» **CONJUNTO DE TAREFAS**
• A. De acordo com o texto sobre o vírus vaccínia, qual é a principal porta de entrada do vírus no organismo?
• B. Modifique o trecho do texto sobre o vírus vaccínia que começa em "O trabalho de" e termina em "não foram vacinados?", substituindo "sintomas" por "complicações".

» **TEXTO DO DOCUMENTO**
--- --- ---
O trabalho de vocês mostrou que, mesmo entre indivíduos que foram vacinados contra a varíola, é significativo o risco de haver sintomas devido à infecção pelo vírus vaccínia? Seria correto afirmar que esse risco é ainda maior entre os mais jovens, que não foram vacinados?

Como vem sendo comprovado em nossos estudos, existem dois grupos de indivíduos susceptíveis a infecções pelo vírus vaccínia. O primeiro grupo seria formado por pessoas que foram vacinadas contra a varíola há mais de 30 anos e que atualmente não apresentam mais a imunidade protetora adquirida pela vacinação. No segundo grupo, estaria a população jovem que não recebeu a vacina contra a varíola e consequentemente não apresenta nenhuma imunidade protetora contra infecções por vírus vaccínia e/ou por outras espécies pertencentes ao gênero Orthopoxvírus. Assim, podemos afirmar que o risco de infecções é grande não só entre os jovens não vacinados como também entre as pessoas vacinadas. E a preocupação deve ser ainda maior quando falamos de indivíduos imunodeprimidos, pois os casos podem se tornar mais graves, como é observado em infecções por poxvírus em outros países.


Diante desses achados, quais as recomendações?

A principal porta de entrada do vírus no organismo são lesões de continuidade na pele e a origem das infecções em humanos é o contato direto com o rebanho bovino leiteiro doente. Dessa forma, medidas preventivas devem ser adotadas para evitar essa via de infecção. Uma vez estabelecida a doença, entre as medidas de controle que devem ser adotadas, destaca-se a rigorosa inspeção dos animais e a separação dos animais doentes, para evitar a transmissão entre animais e minimizar os riscos de infecção para os humanos. A desinfecção das mãos do ordenhador entre vacas ordenhadas deve ser feita rigorosamente, além do incentivo ao uso de luvas pelos trabalhadores. A transmissão entre humanos deve ser controlada também evitando-se o contato direto de pessoas infectadas com sadias. Até agora nenhuma vacina foi desenvolvida para o controle da enfermidade. Uma ferramenta muito importante é o nível de informação de médicos, veterinários e proprietários, ou seja, o conhecimento da possibilidade de ocorrência da doença e suas características. Isto facilita o diagnóstico precoce dentro de uma propriedade ou área geográfica e possibilita a aplicação de medidas de prevenção. Depois que a doença já está instalada no rebanho, pode-se apenas minimizar as infecções secundárias e dar tratamento de suporte aos animais, bem como às pessoas infectadas. Muito importante também é a adoção de medidas informativas para os órgãos de vigilância sanitária e saúde pública.
--- --- ---
» **OS DADOS**
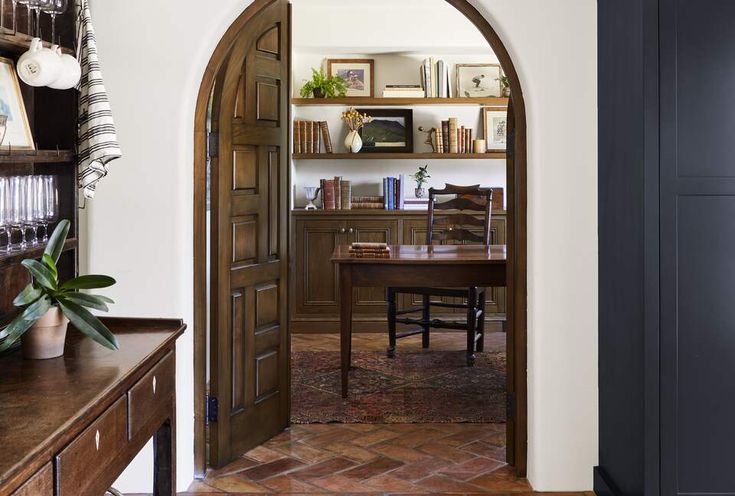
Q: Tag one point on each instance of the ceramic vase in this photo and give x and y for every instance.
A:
(353, 142)
(45, 339)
--- --- ---
» **RESPOSTAS DO EXERCÍCIO**
• A. Lesões de continuidade na pele.

• B.
O trabalho de vocês mostrou que, mesmo entre indivíduos que foram vacinados contra a varíola, é significativo o risco de haver complicações devido à infecção pelo vírus vaccínia? Seria correto afirmar que esse risco é ainda maior entre os mais jovens, que não foram vacinados?